■ PROBLEM REQUIREMENTS ■
Put everything from the line containing "Would you mind pinning the rear door" down to the end of the records below into a Markdown table with the columns No. and Text, one numbered row per line. Skip blank lines and leave out the pictures.

■ AVAILABLE RECORDS ■
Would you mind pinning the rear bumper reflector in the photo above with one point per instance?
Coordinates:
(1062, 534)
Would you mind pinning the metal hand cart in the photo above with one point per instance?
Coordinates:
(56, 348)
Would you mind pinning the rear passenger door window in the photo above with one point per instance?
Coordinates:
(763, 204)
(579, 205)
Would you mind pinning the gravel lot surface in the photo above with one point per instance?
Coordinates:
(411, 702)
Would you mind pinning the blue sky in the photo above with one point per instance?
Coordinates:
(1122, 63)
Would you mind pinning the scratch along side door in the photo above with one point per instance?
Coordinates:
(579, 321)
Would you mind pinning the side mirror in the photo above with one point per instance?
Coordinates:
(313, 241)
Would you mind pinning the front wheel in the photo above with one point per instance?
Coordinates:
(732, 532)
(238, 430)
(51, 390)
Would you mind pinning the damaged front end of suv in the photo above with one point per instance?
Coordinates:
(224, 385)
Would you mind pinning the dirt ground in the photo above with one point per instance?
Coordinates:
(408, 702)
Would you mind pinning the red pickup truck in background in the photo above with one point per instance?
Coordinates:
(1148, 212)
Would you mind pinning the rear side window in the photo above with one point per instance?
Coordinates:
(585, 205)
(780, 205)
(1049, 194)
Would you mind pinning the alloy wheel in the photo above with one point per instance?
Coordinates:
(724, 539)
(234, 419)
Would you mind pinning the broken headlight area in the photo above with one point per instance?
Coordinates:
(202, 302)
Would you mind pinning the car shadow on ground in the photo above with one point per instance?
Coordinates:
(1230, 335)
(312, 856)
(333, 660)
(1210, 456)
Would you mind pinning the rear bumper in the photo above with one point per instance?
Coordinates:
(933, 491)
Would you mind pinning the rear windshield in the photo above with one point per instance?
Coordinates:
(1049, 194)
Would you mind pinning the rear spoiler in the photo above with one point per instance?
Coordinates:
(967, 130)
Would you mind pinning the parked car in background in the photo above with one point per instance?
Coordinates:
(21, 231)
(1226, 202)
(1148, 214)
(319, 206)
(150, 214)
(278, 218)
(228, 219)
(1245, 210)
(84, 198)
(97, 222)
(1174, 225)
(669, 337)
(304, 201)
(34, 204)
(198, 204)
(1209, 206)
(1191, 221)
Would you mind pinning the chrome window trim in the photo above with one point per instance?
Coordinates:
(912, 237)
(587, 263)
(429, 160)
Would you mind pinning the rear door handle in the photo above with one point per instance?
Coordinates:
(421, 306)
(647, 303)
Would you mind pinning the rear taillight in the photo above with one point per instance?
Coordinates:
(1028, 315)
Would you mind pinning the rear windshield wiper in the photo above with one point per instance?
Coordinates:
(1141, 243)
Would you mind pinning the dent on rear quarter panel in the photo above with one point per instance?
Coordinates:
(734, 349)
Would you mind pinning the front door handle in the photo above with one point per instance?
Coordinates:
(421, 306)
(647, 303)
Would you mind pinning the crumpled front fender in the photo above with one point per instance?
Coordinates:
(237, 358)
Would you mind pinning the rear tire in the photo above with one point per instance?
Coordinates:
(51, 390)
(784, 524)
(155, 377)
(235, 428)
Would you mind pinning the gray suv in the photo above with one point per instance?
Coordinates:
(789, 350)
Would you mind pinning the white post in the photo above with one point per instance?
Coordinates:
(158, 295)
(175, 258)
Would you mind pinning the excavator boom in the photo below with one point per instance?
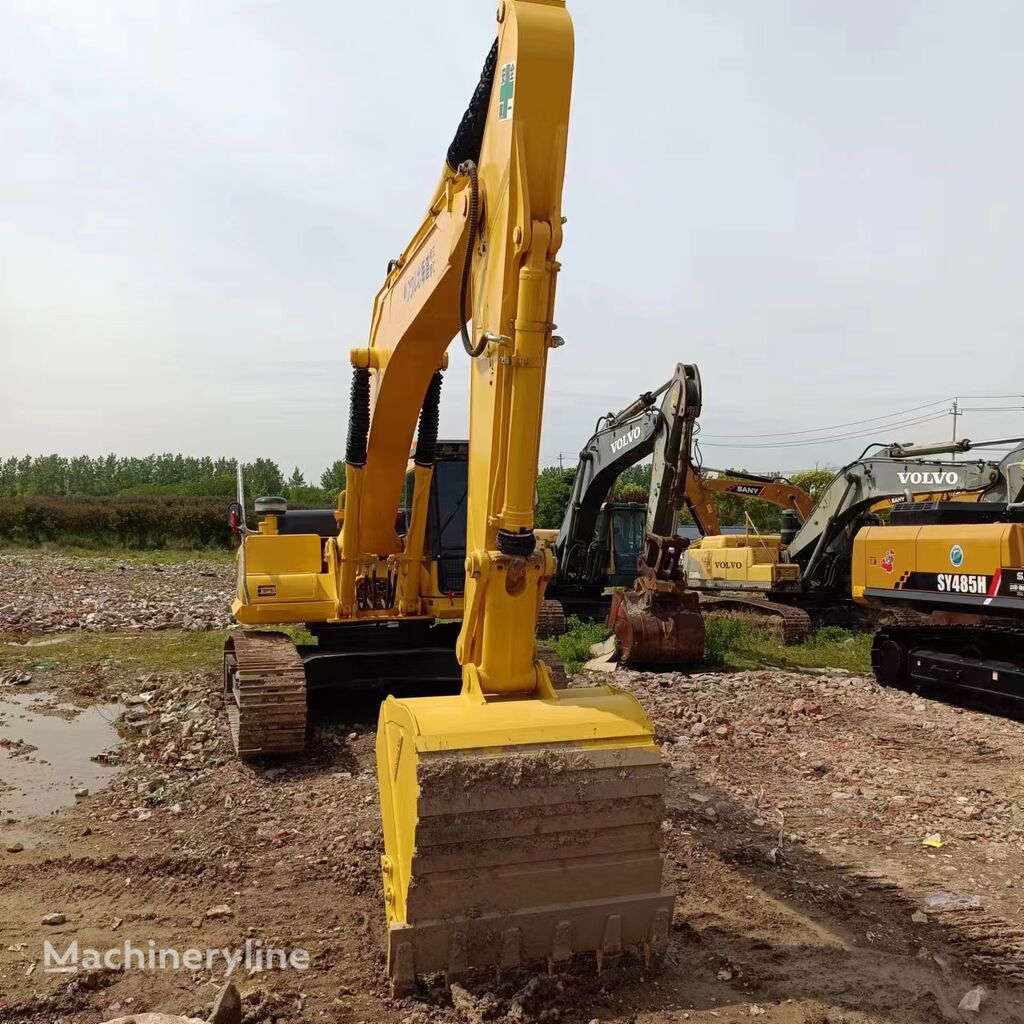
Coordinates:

■ FINISHED ANSWER ■
| No. | Text |
|---|---|
| 1 | Would you mind pinning the rear door handle in the photo above with one point per instance? |
| 2 | Coordinates: |
| 3 | (421, 306) |
| 4 | (647, 303) |
| 5 | Would you mind pinning the rear taillight in the photo above with one point per instance? |
| 6 | Coordinates: |
| 7 | (1028, 315) |
| 8 | Would you mind pinning the rear windshield wiper in the photo above with one point per instance? |
| 9 | Coordinates: |
| 10 | (1141, 243) |
| 11 | Would you mind pinning the dent on rear quarter panel in the photo above with one point per instance? |
| 12 | Coordinates: |
| 13 | (734, 349) |
| 14 | Would you mind pinning the front door handle in the photo above with one point per instance? |
| 15 | Coordinates: |
| 16 | (421, 306) |
| 17 | (647, 303) |
| 18 | Would you mind pinning the crumpled front fender in the photo above with one point per instance? |
| 19 | Coordinates: |
| 20 | (237, 358) |
| 21 | Would you mind pinning the rear tire in the photo above with one point per instance? |
| 22 | Coordinates: |
| 23 | (51, 390) |
| 24 | (784, 524) |
| 25 | (155, 377) |
| 26 | (235, 428) |
| 27 | Would you mind pinning the gray suv in the photo above with one point per instance? |
| 28 | Coordinates: |
| 29 | (789, 350) |
| 30 | Would you mind pinning the white post in the photo above with one point per instance? |
| 31 | Coordinates: |
| 32 | (158, 295) |
| 33 | (175, 258) |
| 34 | Would you mind pinning the excavator boom in the photo below with one point per instance? |
| 35 | Coordinates: |